(Set problem):
Copy the lines of the records between the ones holding "Put a point on every instance of the dark" and "<point>164,236</point>", inclusive, with the requests included. Shift every point coordinate in the answers by -117, and leave the requests and their sample coordinates unchanged.

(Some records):

########################################

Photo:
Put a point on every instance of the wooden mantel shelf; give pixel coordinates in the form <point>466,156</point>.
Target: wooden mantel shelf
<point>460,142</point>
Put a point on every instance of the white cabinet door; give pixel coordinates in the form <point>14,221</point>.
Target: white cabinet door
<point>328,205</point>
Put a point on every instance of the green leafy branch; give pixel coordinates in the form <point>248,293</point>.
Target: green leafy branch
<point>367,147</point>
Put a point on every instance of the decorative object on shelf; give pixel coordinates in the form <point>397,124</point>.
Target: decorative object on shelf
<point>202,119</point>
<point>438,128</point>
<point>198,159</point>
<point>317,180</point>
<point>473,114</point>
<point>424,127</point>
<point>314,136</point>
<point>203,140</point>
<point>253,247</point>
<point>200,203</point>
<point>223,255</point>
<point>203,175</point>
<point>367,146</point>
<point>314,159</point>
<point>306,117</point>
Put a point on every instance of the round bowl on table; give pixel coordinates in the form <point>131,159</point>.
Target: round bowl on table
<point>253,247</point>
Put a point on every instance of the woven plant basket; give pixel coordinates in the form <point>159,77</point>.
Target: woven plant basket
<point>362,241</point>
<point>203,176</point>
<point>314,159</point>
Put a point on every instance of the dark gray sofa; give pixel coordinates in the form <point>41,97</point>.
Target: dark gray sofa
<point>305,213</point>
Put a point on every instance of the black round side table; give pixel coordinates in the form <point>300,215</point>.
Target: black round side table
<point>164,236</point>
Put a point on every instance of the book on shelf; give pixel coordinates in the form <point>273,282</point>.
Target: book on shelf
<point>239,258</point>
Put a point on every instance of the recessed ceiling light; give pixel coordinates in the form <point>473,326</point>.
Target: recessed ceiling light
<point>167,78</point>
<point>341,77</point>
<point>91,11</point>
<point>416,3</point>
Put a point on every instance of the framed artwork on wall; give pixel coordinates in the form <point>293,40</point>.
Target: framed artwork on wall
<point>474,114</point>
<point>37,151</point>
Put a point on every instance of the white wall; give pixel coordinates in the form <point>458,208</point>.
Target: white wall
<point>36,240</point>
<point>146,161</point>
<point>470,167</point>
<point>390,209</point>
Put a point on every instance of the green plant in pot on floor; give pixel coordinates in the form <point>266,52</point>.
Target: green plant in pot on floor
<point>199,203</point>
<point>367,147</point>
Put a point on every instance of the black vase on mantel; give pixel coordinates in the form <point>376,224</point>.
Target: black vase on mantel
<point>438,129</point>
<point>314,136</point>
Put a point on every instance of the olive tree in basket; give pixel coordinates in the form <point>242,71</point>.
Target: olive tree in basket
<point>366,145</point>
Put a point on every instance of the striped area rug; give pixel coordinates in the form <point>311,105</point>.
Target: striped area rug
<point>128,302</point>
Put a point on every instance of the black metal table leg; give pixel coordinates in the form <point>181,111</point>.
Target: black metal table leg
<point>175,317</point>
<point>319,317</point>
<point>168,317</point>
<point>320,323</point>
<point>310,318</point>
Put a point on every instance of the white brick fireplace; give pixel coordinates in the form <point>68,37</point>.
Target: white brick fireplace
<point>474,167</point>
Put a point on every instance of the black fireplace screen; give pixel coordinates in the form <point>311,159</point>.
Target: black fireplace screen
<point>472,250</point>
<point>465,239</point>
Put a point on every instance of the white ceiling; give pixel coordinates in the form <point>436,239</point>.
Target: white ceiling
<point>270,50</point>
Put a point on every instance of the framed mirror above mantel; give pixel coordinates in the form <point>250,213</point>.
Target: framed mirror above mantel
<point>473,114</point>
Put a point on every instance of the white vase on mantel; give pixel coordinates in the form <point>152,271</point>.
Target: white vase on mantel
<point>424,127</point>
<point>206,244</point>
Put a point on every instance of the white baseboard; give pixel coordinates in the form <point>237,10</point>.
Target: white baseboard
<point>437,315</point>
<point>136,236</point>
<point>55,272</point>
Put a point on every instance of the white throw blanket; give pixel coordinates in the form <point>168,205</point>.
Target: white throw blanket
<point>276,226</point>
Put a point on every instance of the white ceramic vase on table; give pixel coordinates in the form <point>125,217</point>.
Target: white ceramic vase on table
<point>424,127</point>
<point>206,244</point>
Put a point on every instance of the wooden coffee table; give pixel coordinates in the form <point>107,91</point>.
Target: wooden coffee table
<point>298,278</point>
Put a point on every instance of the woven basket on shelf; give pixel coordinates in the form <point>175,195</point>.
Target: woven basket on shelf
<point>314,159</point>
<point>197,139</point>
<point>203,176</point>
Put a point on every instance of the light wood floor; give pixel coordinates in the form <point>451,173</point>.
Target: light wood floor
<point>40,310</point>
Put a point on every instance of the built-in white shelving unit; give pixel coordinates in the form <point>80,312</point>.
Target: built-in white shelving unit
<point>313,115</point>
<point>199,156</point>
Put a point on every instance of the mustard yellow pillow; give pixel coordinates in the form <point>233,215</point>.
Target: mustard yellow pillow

########################################

(Task response):
Put a point on every instance of the dark gray sofa; give pixel coordinates in the form <point>41,97</point>.
Target: dark gray sofa
<point>188,96</point>
Put a point on every instance of the black round side table; give pixel coordinates in the form <point>300,215</point>.
Target: black round side table
<point>47,119</point>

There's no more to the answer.